Copy the rows character for character, starting with the very first line and going on through the line that contains "106 126 L 121", including that line.

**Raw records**
::::
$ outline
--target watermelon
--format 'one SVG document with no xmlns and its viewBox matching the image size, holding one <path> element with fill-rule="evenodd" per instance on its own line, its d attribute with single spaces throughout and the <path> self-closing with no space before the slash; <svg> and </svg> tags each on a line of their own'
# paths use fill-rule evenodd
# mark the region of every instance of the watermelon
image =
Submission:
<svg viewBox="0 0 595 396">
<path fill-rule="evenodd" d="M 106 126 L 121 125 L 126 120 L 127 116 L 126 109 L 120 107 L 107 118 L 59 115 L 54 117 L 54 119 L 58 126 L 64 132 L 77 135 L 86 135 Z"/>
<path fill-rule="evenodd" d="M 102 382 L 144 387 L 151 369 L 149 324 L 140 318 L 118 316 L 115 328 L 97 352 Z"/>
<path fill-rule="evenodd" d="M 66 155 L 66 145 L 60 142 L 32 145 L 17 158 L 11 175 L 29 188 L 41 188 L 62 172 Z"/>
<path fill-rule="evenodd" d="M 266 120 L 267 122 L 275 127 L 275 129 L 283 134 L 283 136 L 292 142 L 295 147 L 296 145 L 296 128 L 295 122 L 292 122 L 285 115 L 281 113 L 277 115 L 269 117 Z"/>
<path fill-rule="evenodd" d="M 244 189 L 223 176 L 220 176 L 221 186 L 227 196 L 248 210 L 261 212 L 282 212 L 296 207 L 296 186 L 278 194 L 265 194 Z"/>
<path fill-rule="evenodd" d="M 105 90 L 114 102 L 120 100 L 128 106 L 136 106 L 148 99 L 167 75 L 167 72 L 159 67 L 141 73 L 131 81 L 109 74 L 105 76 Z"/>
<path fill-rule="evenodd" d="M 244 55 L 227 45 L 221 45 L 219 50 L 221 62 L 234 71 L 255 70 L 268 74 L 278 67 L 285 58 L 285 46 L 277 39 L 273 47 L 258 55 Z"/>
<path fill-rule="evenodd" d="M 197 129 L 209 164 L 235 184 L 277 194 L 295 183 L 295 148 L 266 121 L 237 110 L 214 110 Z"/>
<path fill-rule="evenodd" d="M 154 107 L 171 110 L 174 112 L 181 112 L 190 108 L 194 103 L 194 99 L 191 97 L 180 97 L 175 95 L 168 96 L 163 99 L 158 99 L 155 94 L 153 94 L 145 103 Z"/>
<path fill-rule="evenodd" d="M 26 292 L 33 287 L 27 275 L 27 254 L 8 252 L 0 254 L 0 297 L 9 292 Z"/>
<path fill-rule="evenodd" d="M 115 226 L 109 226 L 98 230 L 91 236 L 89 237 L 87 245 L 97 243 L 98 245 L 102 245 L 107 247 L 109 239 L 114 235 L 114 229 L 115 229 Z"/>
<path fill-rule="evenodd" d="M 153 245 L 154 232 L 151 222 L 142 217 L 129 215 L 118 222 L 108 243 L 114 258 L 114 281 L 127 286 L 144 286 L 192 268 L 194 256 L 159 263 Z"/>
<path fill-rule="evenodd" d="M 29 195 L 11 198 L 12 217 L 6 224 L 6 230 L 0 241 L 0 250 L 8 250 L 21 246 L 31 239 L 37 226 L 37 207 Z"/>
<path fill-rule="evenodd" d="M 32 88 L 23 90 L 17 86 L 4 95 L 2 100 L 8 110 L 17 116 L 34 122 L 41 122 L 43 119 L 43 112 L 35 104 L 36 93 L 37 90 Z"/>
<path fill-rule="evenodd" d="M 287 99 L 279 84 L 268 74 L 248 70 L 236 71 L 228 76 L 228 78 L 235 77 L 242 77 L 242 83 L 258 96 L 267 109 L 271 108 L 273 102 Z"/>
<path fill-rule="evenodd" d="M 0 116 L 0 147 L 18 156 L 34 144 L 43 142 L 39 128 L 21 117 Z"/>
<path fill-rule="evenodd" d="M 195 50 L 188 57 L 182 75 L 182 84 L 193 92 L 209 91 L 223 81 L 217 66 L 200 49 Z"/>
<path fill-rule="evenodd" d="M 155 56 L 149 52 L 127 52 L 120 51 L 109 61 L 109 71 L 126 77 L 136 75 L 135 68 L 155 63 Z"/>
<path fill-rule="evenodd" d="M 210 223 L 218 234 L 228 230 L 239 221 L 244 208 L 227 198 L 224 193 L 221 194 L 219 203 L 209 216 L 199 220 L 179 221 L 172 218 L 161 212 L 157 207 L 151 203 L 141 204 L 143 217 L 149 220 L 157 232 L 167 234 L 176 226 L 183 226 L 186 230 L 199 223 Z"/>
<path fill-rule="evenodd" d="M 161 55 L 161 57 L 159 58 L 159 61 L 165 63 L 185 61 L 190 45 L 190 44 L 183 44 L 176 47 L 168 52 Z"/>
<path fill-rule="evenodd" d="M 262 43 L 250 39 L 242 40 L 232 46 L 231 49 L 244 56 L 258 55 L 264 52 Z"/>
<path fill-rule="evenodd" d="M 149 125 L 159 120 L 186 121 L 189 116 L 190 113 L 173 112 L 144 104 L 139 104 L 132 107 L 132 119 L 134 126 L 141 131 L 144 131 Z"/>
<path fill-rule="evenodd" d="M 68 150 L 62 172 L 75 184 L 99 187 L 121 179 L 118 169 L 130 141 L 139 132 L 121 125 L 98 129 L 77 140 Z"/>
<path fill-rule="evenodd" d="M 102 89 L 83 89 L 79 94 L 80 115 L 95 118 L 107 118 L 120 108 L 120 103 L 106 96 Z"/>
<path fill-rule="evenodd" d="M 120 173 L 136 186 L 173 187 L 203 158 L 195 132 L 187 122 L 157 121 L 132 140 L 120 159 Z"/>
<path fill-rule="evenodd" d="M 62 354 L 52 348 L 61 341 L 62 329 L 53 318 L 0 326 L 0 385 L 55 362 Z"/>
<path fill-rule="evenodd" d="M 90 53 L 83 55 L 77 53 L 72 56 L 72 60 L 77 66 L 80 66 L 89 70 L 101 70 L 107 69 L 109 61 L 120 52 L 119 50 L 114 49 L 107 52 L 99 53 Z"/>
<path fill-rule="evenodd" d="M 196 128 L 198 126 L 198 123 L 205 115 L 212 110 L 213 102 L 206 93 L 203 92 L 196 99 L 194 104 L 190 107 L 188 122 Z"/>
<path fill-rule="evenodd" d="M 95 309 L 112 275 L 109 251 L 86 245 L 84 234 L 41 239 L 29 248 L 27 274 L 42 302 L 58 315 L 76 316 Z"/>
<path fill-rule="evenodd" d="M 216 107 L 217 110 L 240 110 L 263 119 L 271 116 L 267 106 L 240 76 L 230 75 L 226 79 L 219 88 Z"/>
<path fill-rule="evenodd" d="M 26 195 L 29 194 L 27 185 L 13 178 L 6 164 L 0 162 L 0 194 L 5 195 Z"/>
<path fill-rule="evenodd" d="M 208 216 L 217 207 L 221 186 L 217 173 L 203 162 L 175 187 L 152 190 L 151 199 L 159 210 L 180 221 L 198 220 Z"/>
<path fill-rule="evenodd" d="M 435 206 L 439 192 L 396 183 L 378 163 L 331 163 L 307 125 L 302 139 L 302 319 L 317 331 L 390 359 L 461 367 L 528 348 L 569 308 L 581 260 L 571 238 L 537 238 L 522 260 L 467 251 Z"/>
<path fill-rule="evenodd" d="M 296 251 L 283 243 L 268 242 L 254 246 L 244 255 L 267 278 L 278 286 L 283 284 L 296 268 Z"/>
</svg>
::::
**Full answer**
$ outline
--target watermelon
--format 'one SVG document with no xmlns and its viewBox matching the image size, holding one <path> element with fill-rule="evenodd" per instance on its own line, its d attribute with single spaces throughout and the <path> self-closing with no space before the slash; <svg> and </svg> tags each on a line of their own'
# paths use fill-rule evenodd
# mark the region of every instance of the watermelon
image =
Submission:
<svg viewBox="0 0 595 396">
<path fill-rule="evenodd" d="M 106 126 L 121 125 L 126 120 L 127 116 L 126 109 L 120 107 L 107 118 L 59 115 L 54 117 L 54 119 L 58 126 L 64 132 L 77 135 L 86 135 Z"/>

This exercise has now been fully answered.